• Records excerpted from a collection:

--- START ---

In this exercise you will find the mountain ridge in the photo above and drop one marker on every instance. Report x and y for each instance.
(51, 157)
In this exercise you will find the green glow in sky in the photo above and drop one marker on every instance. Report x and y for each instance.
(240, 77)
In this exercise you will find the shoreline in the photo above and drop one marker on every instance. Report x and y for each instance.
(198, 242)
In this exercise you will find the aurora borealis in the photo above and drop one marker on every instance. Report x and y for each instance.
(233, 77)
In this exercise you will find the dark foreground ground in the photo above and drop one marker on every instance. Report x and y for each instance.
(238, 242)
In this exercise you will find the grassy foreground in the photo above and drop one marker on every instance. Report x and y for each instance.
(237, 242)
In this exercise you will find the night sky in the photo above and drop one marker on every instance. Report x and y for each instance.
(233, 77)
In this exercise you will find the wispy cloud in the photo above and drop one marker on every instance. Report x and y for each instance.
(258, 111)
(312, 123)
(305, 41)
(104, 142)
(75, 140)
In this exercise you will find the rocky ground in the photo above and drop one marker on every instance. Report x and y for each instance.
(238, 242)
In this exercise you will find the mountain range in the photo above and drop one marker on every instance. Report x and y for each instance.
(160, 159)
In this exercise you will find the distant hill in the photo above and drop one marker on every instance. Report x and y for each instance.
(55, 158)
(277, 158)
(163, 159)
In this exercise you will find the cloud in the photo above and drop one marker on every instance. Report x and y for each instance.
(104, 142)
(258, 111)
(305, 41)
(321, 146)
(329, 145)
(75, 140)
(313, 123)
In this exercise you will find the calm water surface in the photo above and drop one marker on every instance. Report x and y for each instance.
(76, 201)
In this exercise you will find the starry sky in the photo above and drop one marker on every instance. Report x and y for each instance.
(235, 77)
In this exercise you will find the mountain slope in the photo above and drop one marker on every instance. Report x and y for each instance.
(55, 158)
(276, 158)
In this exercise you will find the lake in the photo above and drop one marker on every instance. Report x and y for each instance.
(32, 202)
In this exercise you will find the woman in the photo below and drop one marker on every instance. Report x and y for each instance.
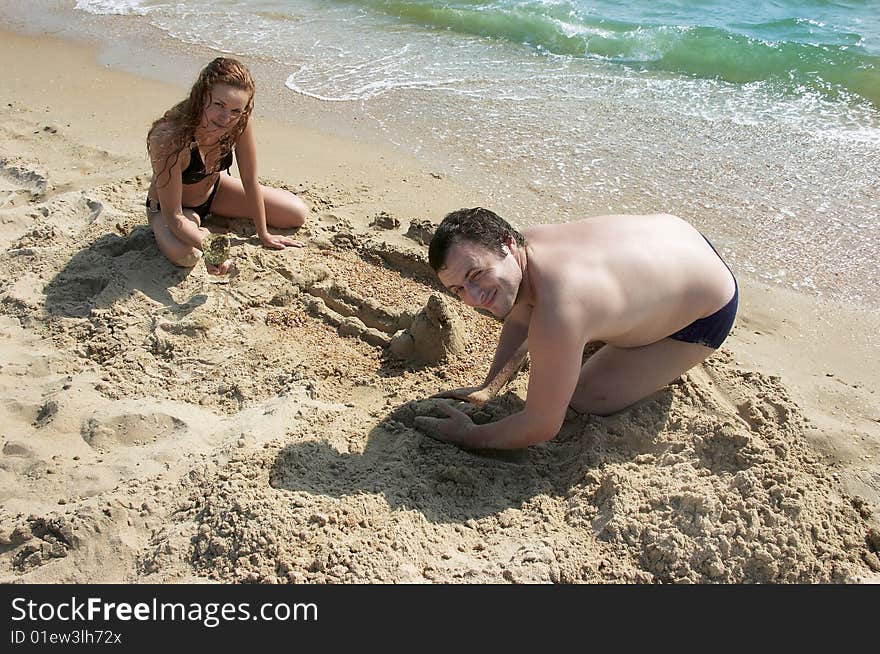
(188, 148)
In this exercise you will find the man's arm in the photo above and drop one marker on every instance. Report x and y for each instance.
(556, 341)
(246, 155)
(509, 356)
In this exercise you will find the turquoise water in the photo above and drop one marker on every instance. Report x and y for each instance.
(829, 47)
(792, 47)
(759, 122)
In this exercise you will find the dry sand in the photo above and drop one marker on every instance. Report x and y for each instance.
(160, 425)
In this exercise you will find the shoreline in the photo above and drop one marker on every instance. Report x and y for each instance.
(761, 193)
(823, 353)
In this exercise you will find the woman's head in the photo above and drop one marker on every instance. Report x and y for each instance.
(223, 84)
(220, 102)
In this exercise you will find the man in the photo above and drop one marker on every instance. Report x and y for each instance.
(651, 288)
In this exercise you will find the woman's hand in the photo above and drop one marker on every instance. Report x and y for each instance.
(280, 242)
(222, 269)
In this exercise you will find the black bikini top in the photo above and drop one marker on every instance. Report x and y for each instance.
(195, 172)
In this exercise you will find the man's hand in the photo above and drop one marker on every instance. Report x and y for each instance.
(473, 394)
(455, 428)
(280, 242)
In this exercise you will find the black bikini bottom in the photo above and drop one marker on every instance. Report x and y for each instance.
(712, 330)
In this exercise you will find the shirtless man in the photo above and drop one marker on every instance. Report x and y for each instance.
(651, 288)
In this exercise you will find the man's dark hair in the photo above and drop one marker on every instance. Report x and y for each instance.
(477, 225)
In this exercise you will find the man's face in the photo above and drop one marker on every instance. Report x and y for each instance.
(481, 278)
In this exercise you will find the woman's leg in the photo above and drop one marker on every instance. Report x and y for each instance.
(284, 210)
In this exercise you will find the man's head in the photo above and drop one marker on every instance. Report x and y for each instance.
(474, 253)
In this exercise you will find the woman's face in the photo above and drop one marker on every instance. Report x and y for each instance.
(225, 106)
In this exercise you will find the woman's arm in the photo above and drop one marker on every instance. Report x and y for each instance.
(246, 153)
(168, 186)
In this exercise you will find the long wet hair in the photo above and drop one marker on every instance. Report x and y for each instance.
(182, 120)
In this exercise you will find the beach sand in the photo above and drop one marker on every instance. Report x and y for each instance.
(160, 425)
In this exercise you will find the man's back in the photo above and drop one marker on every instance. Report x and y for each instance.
(631, 280)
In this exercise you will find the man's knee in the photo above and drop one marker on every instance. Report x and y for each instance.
(598, 406)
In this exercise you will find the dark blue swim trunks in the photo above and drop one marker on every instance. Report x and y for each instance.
(712, 330)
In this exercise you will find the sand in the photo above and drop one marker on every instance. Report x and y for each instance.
(162, 425)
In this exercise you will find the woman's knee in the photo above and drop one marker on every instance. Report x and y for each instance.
(289, 211)
(184, 257)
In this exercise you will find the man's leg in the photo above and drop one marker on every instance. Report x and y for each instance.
(614, 378)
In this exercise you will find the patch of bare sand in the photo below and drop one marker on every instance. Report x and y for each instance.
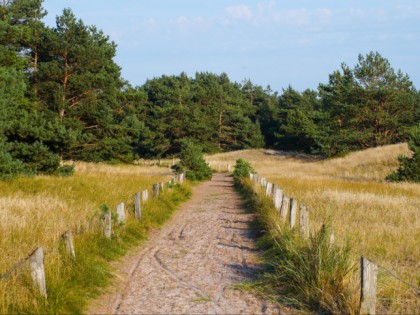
(192, 264)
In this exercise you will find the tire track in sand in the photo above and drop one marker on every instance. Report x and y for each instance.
(190, 266)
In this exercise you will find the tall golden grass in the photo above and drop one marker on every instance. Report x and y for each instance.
(381, 219)
(36, 211)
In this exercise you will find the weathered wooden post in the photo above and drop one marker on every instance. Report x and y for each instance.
(268, 189)
(36, 262)
(284, 208)
(264, 182)
(293, 210)
(145, 196)
(303, 221)
(108, 224)
(67, 238)
(332, 238)
(121, 212)
(137, 206)
(277, 197)
(156, 190)
(369, 271)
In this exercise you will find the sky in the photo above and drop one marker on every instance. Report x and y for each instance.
(273, 43)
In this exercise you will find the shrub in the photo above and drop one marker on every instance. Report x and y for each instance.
(409, 169)
(192, 162)
(242, 169)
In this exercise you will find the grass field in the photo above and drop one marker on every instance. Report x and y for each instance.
(381, 220)
(36, 211)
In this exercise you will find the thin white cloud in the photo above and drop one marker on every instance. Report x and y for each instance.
(150, 24)
(240, 12)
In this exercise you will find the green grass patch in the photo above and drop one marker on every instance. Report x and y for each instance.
(71, 283)
(310, 274)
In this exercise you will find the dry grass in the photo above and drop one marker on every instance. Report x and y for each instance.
(381, 219)
(35, 211)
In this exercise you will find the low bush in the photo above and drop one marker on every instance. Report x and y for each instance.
(192, 162)
(242, 169)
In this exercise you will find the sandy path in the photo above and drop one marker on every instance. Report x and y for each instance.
(191, 265)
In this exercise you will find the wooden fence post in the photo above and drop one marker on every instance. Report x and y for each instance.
(284, 208)
(293, 210)
(369, 272)
(137, 206)
(108, 224)
(36, 262)
(303, 221)
(277, 197)
(121, 212)
(145, 195)
(68, 242)
(268, 189)
(156, 190)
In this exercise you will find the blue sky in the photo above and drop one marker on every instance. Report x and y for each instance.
(276, 43)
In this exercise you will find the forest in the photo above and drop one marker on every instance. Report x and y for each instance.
(62, 97)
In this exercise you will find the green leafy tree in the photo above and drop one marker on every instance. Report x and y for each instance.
(242, 169)
(192, 162)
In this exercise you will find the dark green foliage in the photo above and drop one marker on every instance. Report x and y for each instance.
(210, 109)
(192, 162)
(409, 169)
(62, 97)
(242, 169)
(361, 107)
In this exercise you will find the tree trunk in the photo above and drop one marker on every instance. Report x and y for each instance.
(220, 128)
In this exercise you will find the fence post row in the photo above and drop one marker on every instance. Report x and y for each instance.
(68, 241)
(369, 272)
(277, 197)
(284, 208)
(303, 221)
(108, 224)
(293, 210)
(156, 190)
(36, 262)
(145, 195)
(121, 213)
(137, 206)
(268, 189)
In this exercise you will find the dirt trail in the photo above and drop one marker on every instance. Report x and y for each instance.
(192, 264)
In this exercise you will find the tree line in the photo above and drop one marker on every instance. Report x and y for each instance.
(62, 97)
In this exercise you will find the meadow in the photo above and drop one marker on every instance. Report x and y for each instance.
(36, 211)
(379, 220)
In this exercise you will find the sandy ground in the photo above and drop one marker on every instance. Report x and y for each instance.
(192, 264)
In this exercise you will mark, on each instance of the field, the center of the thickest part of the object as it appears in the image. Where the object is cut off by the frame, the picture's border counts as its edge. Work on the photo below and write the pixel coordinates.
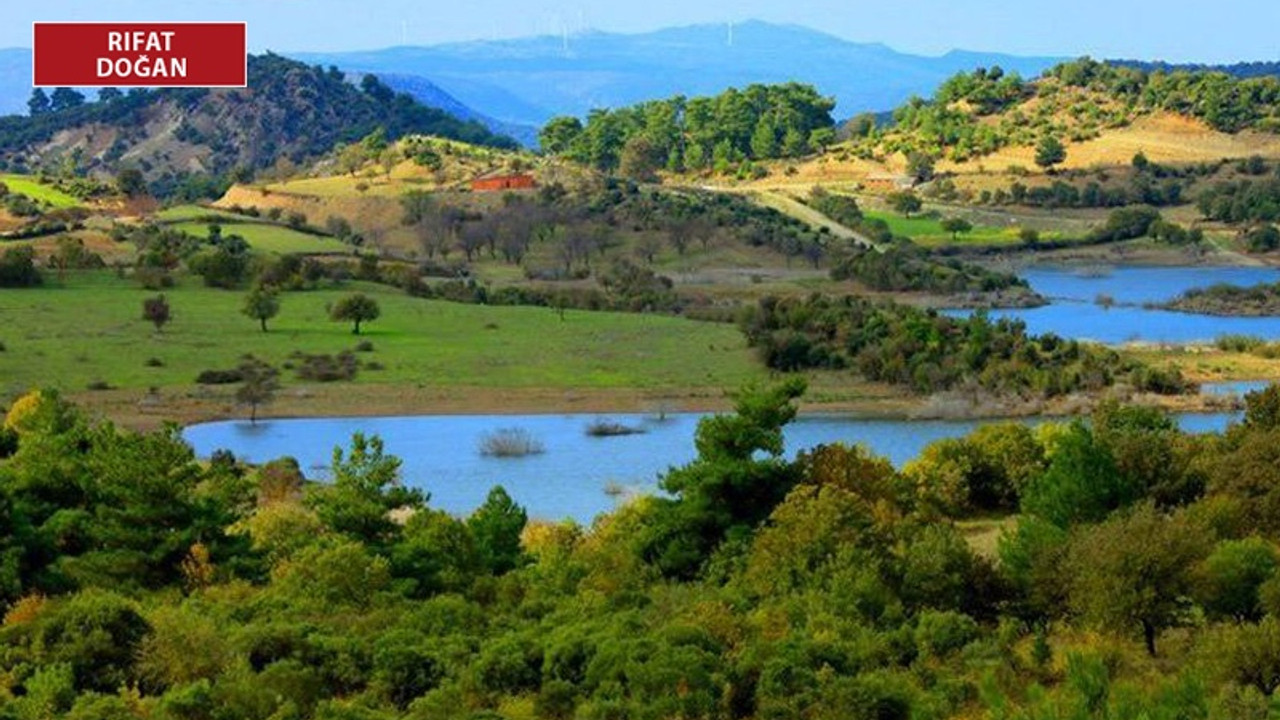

--- END ---

• Problem details:
Pick out every line of the items above that contains the word "post" and copy each one. Case counts.

• Task output:
In this exercise you will find the weathered wooden post in the photo above and drop one marker on every instance. Report x and y for each instance.
In this exercise you will find the wooden fence post in the photo above and drop one marker on every instance. Report x and y for each instance.
In this exercise you will find the fence post row in the photo above and drop one marker on every instance. Report x and y for each instance.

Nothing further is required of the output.